Top of Record excerpts

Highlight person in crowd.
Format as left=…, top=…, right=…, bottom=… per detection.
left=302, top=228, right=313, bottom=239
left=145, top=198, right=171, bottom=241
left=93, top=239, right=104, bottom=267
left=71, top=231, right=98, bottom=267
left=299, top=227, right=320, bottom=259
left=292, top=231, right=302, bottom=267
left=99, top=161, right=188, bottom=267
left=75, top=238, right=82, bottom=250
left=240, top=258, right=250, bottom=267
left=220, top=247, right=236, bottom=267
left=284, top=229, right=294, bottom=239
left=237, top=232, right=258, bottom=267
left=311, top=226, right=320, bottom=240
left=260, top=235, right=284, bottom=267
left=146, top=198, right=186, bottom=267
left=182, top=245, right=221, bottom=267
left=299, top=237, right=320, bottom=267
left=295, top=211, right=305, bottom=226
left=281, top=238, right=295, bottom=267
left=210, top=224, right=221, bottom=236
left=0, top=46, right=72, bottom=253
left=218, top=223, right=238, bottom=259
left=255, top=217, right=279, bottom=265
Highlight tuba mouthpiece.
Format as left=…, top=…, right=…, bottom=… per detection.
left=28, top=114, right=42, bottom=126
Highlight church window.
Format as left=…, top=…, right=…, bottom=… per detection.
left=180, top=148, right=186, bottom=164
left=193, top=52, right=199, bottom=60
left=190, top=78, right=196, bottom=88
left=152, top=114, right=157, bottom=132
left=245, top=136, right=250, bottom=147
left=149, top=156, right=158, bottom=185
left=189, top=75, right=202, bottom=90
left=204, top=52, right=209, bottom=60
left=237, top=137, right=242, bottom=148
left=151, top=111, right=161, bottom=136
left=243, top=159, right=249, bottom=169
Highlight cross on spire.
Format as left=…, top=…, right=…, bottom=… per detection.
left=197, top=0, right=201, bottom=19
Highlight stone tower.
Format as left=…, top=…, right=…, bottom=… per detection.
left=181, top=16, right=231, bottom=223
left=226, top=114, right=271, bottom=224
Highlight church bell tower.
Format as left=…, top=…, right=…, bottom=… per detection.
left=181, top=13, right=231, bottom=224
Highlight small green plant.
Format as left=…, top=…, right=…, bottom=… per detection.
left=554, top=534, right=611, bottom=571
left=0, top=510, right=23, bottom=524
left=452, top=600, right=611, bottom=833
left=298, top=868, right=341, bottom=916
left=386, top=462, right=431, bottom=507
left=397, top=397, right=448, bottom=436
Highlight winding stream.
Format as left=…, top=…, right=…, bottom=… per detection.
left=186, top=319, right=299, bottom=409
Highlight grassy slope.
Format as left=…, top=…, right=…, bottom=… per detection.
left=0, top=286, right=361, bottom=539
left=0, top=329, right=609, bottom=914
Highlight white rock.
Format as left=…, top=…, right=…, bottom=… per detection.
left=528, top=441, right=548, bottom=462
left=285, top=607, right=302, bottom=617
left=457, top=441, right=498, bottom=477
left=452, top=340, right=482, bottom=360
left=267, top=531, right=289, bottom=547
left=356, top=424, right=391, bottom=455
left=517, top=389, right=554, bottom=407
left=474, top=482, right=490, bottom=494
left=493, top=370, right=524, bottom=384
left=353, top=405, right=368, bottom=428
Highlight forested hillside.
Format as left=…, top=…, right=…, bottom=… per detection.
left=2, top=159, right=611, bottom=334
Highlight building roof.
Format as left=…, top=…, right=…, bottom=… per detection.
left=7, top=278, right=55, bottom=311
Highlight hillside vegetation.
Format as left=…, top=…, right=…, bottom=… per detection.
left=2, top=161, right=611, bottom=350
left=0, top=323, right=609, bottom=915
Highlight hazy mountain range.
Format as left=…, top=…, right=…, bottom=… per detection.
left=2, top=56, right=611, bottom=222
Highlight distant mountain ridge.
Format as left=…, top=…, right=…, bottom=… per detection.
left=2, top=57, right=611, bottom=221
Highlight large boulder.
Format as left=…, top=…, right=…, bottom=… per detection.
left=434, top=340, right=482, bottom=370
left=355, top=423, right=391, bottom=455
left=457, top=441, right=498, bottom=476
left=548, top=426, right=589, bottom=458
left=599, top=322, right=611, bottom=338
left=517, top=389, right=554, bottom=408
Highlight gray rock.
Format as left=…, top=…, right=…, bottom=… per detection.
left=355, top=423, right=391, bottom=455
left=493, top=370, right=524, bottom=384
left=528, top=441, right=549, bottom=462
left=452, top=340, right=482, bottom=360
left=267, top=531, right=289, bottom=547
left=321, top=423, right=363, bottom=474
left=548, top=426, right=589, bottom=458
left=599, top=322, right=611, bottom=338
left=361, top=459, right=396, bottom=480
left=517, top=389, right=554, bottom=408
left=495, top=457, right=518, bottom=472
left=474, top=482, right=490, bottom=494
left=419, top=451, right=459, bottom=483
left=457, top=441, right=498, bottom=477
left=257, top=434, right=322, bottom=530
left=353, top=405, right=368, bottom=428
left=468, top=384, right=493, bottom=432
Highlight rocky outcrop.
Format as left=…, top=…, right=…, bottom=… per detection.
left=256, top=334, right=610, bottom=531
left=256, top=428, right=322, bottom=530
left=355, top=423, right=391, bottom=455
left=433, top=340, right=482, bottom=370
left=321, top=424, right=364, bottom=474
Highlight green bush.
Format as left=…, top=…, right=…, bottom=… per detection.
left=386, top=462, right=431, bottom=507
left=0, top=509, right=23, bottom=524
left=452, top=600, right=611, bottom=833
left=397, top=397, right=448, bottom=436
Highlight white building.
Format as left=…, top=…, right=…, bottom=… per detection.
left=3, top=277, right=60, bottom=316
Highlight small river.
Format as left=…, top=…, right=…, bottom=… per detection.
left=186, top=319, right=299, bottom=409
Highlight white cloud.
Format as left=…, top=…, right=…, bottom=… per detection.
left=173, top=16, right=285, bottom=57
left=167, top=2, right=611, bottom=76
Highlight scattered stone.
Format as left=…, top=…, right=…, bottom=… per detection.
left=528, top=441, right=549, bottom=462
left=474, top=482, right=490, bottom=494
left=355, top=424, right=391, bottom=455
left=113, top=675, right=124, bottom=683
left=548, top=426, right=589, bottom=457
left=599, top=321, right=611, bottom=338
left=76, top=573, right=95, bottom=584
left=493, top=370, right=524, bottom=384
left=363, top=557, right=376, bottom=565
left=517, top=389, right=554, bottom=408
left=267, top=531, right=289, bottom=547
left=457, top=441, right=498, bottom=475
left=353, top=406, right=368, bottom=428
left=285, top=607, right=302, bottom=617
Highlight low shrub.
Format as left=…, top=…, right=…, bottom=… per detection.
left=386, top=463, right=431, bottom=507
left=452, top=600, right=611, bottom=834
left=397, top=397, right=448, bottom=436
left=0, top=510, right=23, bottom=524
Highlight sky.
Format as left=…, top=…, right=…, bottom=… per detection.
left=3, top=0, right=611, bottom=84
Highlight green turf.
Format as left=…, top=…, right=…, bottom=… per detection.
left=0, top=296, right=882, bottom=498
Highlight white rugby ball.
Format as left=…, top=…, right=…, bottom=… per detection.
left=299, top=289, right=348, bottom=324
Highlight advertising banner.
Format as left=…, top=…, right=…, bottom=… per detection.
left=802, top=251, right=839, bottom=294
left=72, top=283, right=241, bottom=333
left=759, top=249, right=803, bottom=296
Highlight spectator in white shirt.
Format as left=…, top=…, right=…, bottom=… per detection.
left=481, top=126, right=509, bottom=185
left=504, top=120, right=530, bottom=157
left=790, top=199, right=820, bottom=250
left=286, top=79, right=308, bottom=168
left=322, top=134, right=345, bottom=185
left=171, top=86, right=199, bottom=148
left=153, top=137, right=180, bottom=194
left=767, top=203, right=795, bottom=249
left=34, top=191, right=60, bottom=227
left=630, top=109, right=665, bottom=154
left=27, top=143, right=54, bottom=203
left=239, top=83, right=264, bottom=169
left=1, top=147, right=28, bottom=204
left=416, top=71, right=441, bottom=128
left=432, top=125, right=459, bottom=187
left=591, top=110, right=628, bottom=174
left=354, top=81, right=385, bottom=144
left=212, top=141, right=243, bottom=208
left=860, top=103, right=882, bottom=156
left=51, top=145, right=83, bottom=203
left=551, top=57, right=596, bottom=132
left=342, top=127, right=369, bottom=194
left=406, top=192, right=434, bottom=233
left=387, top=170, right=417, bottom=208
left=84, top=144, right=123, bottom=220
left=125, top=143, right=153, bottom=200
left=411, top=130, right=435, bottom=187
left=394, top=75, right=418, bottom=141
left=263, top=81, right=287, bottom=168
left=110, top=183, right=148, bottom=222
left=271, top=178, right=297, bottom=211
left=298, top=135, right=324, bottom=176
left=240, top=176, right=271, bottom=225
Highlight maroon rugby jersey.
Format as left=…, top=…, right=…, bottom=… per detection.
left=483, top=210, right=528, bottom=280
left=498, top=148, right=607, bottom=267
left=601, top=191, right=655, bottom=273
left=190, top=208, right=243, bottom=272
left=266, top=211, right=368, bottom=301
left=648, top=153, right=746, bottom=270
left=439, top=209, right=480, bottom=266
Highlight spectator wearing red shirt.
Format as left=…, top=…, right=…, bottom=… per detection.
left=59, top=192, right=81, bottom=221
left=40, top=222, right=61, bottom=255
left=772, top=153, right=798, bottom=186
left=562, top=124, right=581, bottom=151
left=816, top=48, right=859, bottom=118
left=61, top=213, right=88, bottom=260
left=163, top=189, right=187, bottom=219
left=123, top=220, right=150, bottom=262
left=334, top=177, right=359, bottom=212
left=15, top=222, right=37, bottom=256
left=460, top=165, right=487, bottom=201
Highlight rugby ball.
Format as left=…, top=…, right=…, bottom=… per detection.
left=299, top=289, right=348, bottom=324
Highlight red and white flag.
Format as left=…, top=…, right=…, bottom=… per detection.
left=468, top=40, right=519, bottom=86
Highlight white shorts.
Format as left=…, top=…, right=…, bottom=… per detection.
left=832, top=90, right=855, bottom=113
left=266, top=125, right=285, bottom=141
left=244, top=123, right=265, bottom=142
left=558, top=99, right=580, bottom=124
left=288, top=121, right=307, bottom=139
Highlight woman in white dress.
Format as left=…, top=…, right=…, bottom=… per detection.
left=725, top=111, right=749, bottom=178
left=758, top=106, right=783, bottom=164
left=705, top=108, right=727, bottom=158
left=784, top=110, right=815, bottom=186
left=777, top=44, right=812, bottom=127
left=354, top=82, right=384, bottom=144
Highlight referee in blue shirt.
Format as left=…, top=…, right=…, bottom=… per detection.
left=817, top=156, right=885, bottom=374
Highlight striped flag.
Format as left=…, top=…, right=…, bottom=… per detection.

Bottom of Record excerpts

Task objective: Write down again, exactly as given, only the lines above that fall from the line with "Highlight low shrub." to the line with "Highlight white rugby ball.", inclusive.

Solved exercise:
Highlight low shrub.
Format as left=…, top=…, right=…, bottom=… per detection.
left=386, top=463, right=431, bottom=507
left=452, top=600, right=611, bottom=834
left=397, top=397, right=448, bottom=436
left=0, top=510, right=23, bottom=524
Highlight sky.
Format as left=…, top=…, right=…, bottom=… per detection.
left=3, top=0, right=611, bottom=84
Highlight green turf.
Format as left=…, top=…, right=…, bottom=… per detection.
left=0, top=296, right=882, bottom=498
Highlight white rugby ball.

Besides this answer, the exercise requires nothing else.